## Provided data

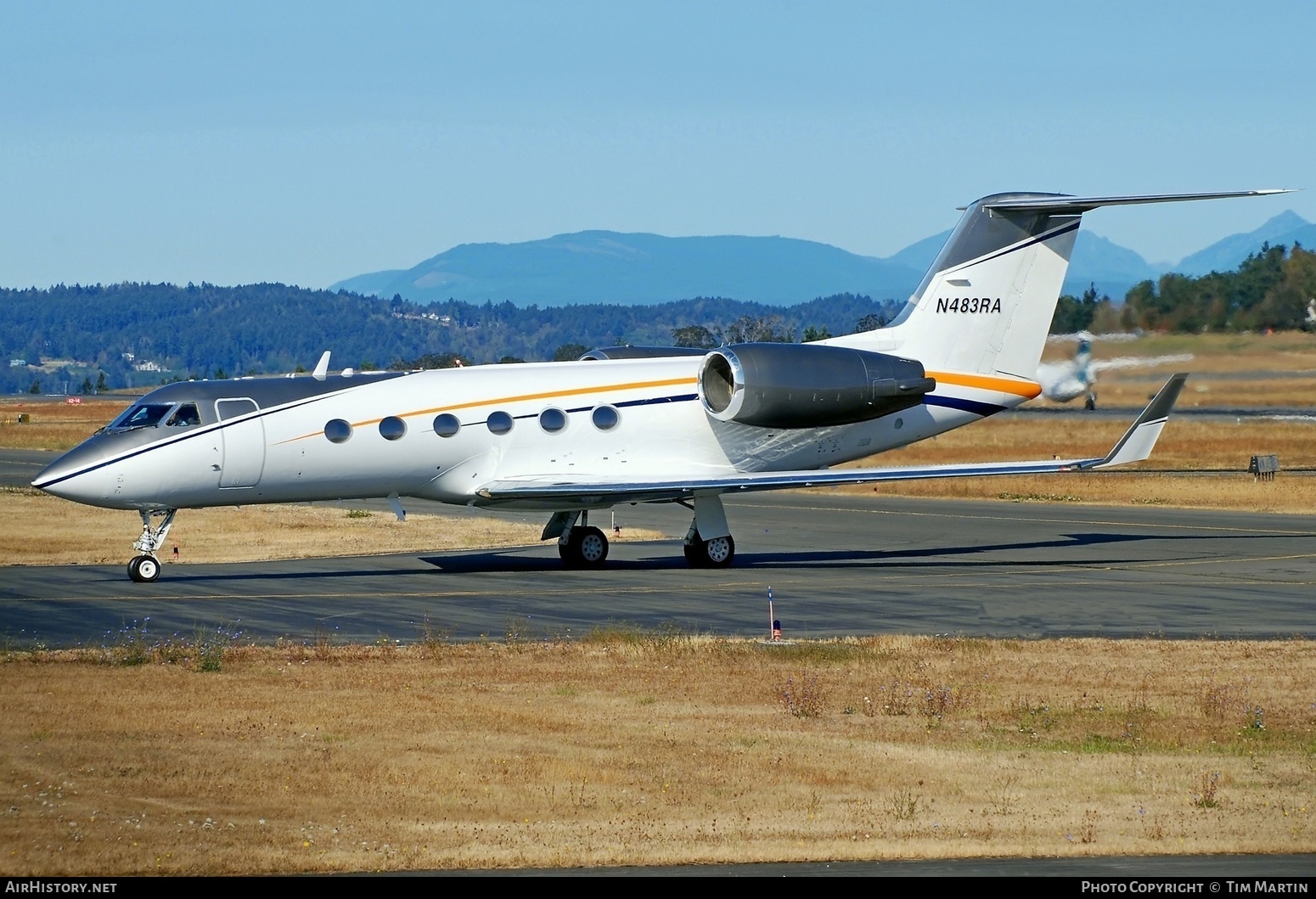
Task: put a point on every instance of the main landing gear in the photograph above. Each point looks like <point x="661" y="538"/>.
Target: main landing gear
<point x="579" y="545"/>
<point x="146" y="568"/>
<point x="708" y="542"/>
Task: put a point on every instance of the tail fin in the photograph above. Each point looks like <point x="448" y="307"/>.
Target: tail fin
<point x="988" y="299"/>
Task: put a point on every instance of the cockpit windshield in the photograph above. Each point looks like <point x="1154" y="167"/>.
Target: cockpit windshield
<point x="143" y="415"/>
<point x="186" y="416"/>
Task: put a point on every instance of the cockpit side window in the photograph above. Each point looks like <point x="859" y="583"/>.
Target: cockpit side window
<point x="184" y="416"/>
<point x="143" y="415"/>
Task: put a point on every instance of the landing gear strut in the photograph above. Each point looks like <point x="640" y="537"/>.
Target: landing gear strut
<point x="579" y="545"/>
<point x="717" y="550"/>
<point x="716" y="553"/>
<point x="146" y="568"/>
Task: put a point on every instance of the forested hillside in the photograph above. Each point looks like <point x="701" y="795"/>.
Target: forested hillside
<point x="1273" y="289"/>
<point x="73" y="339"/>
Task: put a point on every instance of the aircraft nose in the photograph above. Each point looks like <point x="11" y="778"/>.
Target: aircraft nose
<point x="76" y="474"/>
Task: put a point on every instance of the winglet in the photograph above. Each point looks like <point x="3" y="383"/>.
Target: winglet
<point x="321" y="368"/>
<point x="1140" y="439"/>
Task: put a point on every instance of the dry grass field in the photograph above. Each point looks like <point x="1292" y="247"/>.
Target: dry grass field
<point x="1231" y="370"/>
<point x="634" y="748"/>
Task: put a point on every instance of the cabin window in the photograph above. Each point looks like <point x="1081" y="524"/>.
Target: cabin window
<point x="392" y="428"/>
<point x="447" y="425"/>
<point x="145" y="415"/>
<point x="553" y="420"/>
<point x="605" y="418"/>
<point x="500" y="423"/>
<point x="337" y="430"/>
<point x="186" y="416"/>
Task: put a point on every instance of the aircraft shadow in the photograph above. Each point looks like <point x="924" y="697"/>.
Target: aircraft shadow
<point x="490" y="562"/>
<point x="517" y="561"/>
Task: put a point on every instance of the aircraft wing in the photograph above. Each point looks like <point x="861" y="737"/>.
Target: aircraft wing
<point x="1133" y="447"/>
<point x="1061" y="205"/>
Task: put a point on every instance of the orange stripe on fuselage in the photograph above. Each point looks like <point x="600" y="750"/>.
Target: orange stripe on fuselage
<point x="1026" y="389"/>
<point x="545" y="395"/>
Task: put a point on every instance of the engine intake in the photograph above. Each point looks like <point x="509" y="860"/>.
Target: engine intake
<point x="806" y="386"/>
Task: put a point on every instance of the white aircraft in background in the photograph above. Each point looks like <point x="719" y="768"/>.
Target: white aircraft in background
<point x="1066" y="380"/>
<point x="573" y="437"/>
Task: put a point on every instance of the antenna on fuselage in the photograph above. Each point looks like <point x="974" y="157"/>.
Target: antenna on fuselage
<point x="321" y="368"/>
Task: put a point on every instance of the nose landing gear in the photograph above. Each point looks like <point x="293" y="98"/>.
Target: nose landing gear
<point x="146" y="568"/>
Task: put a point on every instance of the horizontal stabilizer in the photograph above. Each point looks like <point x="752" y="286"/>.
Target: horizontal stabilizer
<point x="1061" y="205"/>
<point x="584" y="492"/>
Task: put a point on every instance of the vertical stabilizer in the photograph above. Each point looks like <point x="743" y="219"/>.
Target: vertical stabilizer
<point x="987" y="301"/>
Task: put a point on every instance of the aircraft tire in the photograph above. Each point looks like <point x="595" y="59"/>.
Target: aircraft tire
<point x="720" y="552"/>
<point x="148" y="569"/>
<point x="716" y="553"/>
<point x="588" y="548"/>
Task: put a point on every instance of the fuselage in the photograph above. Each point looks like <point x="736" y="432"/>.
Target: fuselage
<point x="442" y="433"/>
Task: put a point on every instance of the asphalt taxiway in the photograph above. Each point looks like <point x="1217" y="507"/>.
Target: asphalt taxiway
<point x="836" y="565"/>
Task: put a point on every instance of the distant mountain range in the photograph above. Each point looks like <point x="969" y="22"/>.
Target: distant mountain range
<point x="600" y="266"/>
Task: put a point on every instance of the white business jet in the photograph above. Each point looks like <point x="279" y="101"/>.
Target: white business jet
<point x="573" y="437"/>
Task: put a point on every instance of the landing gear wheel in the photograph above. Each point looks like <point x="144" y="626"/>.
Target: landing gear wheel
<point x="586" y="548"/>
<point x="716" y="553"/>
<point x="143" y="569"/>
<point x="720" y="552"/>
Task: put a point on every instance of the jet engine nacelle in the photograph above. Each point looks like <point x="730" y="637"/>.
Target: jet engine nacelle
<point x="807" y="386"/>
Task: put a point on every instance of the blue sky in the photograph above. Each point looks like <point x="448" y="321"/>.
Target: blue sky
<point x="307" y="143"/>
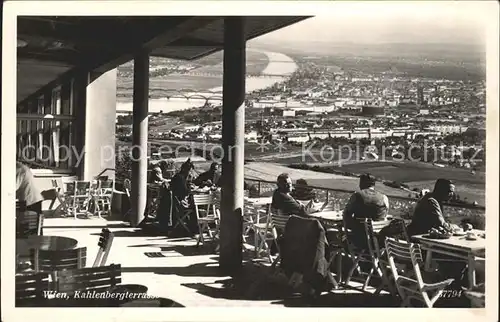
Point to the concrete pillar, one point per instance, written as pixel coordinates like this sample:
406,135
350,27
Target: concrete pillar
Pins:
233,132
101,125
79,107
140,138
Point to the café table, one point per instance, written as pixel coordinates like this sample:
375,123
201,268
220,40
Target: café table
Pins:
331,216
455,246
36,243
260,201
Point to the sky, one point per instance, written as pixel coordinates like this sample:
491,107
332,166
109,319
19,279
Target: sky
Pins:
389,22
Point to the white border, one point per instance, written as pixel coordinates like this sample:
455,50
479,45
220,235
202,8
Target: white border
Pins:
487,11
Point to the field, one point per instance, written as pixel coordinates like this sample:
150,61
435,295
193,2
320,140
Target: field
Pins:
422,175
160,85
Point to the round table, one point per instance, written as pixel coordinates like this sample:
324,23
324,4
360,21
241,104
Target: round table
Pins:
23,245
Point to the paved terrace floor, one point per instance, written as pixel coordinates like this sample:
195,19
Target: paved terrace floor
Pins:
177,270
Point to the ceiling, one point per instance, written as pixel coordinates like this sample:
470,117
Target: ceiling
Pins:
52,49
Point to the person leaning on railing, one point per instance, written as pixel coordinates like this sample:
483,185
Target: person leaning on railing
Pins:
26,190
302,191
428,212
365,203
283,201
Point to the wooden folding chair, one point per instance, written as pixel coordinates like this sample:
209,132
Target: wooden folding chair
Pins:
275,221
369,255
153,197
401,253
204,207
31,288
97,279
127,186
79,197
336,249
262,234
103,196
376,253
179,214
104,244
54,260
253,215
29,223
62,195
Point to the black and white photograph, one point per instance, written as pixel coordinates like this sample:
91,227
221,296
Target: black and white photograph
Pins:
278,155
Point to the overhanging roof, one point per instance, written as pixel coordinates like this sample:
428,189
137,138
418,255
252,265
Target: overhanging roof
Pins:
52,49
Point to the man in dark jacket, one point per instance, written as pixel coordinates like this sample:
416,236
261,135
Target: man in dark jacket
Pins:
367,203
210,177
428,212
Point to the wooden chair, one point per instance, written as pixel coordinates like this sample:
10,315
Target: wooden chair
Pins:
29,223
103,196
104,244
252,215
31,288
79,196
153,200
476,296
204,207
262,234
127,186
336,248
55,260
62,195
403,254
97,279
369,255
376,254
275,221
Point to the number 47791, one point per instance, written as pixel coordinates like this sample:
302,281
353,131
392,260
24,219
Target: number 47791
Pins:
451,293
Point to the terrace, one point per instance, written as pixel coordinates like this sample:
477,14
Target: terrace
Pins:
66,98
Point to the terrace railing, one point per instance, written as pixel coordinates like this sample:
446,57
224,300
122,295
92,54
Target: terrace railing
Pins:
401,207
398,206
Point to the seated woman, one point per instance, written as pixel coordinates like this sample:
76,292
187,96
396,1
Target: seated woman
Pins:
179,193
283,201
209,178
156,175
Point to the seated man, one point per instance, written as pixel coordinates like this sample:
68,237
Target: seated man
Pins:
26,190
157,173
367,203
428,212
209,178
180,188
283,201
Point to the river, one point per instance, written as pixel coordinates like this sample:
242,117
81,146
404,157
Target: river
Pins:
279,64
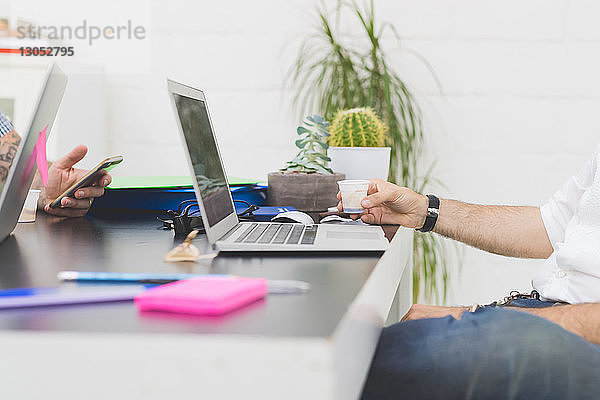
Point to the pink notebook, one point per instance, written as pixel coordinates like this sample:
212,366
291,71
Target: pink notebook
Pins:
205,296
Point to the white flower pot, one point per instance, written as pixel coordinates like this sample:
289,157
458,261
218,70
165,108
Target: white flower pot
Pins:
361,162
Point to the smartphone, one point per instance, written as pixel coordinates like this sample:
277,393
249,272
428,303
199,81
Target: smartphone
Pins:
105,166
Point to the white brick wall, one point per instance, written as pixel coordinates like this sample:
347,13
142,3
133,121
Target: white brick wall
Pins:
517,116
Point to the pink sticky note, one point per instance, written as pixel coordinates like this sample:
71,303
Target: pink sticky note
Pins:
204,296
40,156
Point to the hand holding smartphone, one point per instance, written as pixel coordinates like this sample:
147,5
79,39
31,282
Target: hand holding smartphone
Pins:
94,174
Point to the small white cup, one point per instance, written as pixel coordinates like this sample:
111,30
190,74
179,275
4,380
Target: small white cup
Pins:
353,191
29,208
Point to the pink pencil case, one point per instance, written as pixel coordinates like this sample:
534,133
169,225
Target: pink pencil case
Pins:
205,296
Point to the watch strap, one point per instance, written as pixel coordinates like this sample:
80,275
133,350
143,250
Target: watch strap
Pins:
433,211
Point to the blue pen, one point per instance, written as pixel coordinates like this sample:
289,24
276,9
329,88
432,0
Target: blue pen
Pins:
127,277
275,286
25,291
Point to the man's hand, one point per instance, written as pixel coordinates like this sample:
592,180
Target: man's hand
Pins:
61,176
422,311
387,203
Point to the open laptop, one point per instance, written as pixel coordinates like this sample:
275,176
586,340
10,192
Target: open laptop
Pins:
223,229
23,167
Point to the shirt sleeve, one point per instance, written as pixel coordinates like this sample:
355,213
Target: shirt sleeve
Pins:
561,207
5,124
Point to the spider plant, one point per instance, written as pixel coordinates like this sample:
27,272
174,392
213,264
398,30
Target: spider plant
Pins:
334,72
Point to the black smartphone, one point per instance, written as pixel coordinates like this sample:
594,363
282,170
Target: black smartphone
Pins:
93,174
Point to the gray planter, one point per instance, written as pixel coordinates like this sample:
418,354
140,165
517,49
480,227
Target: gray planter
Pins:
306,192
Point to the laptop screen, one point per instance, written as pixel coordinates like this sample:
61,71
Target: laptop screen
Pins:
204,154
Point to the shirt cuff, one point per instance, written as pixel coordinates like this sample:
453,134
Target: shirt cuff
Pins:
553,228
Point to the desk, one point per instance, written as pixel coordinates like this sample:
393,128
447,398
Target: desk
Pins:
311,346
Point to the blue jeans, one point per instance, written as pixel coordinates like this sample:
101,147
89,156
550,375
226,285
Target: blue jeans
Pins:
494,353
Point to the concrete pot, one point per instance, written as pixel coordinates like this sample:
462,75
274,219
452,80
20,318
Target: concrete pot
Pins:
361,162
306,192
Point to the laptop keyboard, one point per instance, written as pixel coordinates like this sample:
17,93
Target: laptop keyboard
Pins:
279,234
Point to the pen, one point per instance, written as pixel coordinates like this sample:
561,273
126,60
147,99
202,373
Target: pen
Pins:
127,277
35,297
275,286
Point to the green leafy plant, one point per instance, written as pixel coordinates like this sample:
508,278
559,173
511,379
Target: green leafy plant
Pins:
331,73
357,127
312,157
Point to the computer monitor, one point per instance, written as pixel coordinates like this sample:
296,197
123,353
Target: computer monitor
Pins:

## Exercise aim
Retype the records above, but only those lines that fall between the line containing "Target: horizontal stabilizer" and the line containing "Task: put a point on every instance of the aircraft tire", with both of those lines included, exactly as written.

## Reply
Target: horizontal stabilizer
<point x="1061" y="205"/>
<point x="584" y="492"/>
Task: put a point on every instance of the vertical stabilizer in the photograph above. Each point looks like <point x="743" y="219"/>.
Target: vertical stabilizer
<point x="987" y="301"/>
Task: put a point on every instance of the aircraft tire in the photograph above. Each point looks like <point x="595" y="59"/>.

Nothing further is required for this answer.